▸ **WHAT IS BEING ASKED**: Working from the line that contains "Find the black shoe" down to the last line below, repeat each line exactly.

▸ **ITEMS**:
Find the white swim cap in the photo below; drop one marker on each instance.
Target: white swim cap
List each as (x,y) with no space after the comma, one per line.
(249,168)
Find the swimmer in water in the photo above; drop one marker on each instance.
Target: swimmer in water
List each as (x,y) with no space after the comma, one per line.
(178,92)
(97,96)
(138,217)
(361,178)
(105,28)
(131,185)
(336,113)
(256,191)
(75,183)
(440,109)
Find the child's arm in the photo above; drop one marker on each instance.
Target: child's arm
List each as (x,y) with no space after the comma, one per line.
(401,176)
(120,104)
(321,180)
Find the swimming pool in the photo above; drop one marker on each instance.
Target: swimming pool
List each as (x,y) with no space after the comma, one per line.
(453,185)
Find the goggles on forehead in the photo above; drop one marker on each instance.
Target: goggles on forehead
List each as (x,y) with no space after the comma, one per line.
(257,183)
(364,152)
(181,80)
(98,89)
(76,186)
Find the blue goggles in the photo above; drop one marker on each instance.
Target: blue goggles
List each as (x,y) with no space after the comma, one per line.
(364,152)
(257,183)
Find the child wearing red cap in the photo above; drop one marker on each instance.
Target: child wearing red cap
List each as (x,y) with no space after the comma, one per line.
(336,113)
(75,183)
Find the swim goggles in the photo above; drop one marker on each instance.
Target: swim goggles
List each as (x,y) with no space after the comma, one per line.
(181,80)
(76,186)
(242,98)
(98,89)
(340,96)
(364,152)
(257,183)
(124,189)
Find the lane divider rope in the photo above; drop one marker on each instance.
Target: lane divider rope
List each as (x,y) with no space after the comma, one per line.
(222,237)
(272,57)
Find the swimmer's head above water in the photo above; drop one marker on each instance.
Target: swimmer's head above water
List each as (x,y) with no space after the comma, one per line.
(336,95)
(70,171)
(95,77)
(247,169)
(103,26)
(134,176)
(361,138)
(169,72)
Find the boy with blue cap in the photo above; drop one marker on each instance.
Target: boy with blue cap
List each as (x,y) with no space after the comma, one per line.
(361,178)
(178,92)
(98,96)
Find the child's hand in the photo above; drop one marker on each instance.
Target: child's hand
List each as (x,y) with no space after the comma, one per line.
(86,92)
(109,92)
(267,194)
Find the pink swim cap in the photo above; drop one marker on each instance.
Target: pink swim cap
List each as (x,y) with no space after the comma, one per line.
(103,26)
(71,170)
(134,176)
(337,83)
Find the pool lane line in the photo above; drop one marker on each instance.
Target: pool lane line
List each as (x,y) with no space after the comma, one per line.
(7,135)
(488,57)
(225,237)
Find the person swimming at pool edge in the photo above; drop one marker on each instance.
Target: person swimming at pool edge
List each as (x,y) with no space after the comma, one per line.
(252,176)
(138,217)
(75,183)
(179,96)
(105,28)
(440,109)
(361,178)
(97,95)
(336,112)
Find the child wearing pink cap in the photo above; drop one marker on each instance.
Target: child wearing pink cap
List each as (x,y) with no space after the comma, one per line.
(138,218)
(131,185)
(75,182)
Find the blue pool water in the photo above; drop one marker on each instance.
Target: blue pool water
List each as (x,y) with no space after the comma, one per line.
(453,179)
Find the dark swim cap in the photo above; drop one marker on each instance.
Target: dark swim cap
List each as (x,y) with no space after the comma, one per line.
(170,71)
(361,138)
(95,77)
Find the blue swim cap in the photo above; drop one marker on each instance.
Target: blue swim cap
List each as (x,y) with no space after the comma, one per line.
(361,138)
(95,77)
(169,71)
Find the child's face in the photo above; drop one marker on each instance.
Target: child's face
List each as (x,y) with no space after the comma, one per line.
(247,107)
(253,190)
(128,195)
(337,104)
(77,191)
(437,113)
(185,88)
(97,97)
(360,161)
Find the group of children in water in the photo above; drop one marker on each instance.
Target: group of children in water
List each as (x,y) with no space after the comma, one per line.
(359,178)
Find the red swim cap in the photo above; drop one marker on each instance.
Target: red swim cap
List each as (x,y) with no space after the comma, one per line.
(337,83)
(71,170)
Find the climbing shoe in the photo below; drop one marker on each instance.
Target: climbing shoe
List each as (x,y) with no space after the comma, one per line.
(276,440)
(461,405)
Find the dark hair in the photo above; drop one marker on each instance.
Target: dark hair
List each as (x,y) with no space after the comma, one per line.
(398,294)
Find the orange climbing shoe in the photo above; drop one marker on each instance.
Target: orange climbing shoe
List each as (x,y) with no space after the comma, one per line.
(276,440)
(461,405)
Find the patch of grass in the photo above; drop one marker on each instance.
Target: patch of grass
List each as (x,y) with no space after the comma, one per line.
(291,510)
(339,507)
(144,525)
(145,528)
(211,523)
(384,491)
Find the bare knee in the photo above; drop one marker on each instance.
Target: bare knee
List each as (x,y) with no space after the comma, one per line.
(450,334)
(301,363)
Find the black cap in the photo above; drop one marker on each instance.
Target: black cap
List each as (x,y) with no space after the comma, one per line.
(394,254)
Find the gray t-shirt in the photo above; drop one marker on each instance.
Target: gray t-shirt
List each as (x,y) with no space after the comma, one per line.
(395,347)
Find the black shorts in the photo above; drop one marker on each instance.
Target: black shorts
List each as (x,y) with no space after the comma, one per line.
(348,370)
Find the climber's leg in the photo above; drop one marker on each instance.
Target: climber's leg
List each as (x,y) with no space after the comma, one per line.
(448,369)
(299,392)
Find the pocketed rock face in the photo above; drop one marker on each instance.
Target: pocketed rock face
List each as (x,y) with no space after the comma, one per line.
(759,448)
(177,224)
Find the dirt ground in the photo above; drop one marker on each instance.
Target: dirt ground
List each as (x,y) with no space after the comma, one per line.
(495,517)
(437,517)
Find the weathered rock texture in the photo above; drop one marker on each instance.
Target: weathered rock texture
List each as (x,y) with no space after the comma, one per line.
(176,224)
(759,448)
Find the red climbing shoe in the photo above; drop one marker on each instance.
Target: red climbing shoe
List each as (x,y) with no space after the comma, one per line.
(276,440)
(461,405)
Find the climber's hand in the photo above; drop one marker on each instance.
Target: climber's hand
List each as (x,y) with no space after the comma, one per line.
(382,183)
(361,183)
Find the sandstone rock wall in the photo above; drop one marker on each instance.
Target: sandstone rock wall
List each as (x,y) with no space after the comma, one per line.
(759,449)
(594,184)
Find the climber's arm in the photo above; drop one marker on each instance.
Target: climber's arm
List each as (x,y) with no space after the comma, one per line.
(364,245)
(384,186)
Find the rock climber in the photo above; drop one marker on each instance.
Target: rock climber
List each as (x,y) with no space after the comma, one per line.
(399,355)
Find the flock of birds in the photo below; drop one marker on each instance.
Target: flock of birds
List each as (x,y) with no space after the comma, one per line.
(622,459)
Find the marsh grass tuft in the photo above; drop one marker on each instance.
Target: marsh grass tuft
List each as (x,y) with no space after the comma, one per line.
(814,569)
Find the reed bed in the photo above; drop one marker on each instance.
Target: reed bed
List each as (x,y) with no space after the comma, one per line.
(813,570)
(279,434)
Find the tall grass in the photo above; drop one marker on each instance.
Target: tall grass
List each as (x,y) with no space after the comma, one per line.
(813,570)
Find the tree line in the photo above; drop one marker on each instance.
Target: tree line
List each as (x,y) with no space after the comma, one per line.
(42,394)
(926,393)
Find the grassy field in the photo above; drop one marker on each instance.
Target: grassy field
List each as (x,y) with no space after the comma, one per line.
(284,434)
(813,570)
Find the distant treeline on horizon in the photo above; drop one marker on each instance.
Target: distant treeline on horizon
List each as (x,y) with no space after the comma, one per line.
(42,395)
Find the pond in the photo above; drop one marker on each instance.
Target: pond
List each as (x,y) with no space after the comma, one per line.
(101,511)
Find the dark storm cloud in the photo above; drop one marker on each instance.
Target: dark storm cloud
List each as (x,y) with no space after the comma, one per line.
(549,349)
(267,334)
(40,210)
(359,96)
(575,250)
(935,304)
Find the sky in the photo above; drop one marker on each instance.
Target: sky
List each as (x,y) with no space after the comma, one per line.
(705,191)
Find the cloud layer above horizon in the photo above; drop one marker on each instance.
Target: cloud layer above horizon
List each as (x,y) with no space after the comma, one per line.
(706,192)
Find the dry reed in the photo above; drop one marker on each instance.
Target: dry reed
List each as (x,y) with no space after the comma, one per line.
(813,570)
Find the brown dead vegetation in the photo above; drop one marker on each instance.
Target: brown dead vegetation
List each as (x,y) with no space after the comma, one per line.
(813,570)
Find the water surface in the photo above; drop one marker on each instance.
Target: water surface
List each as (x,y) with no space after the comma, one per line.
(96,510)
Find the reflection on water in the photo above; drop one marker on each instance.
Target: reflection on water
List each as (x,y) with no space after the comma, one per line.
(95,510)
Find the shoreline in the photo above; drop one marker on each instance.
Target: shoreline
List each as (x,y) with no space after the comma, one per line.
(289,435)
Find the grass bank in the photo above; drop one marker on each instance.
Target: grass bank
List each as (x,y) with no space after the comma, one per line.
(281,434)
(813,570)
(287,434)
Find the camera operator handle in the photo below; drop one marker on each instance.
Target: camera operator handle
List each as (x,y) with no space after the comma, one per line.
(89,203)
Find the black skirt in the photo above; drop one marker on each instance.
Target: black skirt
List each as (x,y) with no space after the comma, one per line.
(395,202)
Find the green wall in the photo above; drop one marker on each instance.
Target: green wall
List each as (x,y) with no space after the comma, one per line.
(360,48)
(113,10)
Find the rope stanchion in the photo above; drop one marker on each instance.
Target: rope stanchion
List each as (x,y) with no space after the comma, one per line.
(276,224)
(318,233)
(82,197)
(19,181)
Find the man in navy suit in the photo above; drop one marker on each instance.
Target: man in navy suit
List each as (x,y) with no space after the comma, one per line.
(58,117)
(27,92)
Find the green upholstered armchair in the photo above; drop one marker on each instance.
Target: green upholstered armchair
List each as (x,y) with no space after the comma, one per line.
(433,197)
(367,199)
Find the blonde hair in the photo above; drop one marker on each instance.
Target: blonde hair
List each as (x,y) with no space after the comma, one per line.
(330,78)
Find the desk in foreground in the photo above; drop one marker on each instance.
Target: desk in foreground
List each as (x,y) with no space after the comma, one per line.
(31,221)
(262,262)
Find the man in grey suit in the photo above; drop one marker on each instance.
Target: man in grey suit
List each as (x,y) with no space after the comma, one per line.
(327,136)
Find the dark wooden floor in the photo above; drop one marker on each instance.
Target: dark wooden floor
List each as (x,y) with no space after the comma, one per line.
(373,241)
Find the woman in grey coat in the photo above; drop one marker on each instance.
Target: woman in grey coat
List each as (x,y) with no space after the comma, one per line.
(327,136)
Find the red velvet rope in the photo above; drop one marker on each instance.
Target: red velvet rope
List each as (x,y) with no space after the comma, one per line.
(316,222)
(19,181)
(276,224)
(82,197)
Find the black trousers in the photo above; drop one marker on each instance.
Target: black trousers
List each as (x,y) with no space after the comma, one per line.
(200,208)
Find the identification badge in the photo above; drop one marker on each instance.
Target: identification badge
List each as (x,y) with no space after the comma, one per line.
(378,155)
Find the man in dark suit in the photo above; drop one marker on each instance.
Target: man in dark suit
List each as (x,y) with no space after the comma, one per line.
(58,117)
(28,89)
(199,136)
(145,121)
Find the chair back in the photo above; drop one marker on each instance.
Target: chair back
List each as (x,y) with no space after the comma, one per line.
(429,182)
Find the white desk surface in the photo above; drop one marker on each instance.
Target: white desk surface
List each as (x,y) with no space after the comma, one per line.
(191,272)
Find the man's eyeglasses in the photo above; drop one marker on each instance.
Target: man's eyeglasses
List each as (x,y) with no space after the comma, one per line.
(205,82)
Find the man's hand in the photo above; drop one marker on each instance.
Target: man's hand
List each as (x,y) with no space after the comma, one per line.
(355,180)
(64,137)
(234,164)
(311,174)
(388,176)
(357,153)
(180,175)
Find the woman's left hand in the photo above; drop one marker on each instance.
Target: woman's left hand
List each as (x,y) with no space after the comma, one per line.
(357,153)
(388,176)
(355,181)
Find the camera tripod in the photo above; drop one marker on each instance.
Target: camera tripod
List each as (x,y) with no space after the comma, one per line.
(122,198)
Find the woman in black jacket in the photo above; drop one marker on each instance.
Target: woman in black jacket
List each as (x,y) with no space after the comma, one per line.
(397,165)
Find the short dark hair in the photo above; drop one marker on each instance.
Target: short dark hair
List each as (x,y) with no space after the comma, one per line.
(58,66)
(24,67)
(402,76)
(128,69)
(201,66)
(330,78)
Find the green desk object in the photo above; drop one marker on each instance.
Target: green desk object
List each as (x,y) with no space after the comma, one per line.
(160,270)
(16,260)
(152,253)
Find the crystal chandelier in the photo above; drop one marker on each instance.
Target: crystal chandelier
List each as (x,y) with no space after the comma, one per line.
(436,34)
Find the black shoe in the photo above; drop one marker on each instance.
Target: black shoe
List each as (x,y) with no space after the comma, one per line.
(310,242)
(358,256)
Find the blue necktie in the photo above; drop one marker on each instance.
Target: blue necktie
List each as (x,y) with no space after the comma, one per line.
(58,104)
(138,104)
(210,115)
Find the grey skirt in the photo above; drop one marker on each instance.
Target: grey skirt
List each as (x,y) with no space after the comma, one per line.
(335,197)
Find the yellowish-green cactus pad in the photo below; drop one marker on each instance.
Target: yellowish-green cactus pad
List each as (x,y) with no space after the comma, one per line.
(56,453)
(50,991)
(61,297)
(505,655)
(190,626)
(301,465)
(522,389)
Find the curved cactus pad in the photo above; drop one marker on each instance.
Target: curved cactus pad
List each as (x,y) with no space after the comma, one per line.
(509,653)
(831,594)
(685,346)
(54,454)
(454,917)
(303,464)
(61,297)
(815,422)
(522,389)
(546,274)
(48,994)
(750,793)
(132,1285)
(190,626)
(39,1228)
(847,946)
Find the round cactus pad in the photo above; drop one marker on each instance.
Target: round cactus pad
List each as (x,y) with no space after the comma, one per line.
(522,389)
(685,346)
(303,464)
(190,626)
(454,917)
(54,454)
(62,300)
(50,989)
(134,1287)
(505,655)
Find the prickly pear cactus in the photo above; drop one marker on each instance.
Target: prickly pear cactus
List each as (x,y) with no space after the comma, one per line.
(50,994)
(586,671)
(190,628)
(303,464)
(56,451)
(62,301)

▸ **SOLVED EXERCISE**:
Find the black shoe in the photo above; drop one marker on each instance.
Target: black shoe
List each as (x,y) with no space after the comma, one per line.
(310,242)
(358,256)
Find the blue necktie in the photo above; drop one marker on each instance.
Target: blue necktie
List each as (x,y) with no space after the comma, one per line.
(58,104)
(138,104)
(210,115)
Find the grey skirt in the photo above; drop one marker on each instance.
Target: grey skirt
List each as (x,y) with no space after the comma, one per line.
(335,197)
Find the yellowish-green cactus pad in the photo below; drop one marker on each instance.
Target: yellowish-green cactus pad
List each as (x,y) with no space after the comma, one per line.
(56,453)
(50,991)
(61,297)
(505,655)
(190,626)
(301,465)
(522,389)
Find the curved cactus pad in the photo above; drop one marker on each instance.
Target: curved cactus pad
List each as (x,y) with no space after the comma, one per line.
(509,653)
(831,594)
(685,346)
(54,454)
(454,917)
(303,464)
(61,297)
(815,422)
(522,389)
(546,274)
(48,994)
(750,793)
(132,1285)
(190,626)
(39,1228)
(847,946)
Find the round cactus pad in the photo above; drop one marker on each instance.
Target: round cactus pad
List each as (x,y) with no space after the comma, one per line.
(522,389)
(685,346)
(303,464)
(190,626)
(454,917)
(54,454)
(62,300)
(50,989)
(134,1287)
(505,655)
Find the prickly pear cactus in the photo above; drop one marker on each instance.
Target: prickly pear cactus
List each as (x,y) with no space after the comma, one per line.
(50,994)
(586,671)
(190,628)
(303,464)
(56,451)
(62,301)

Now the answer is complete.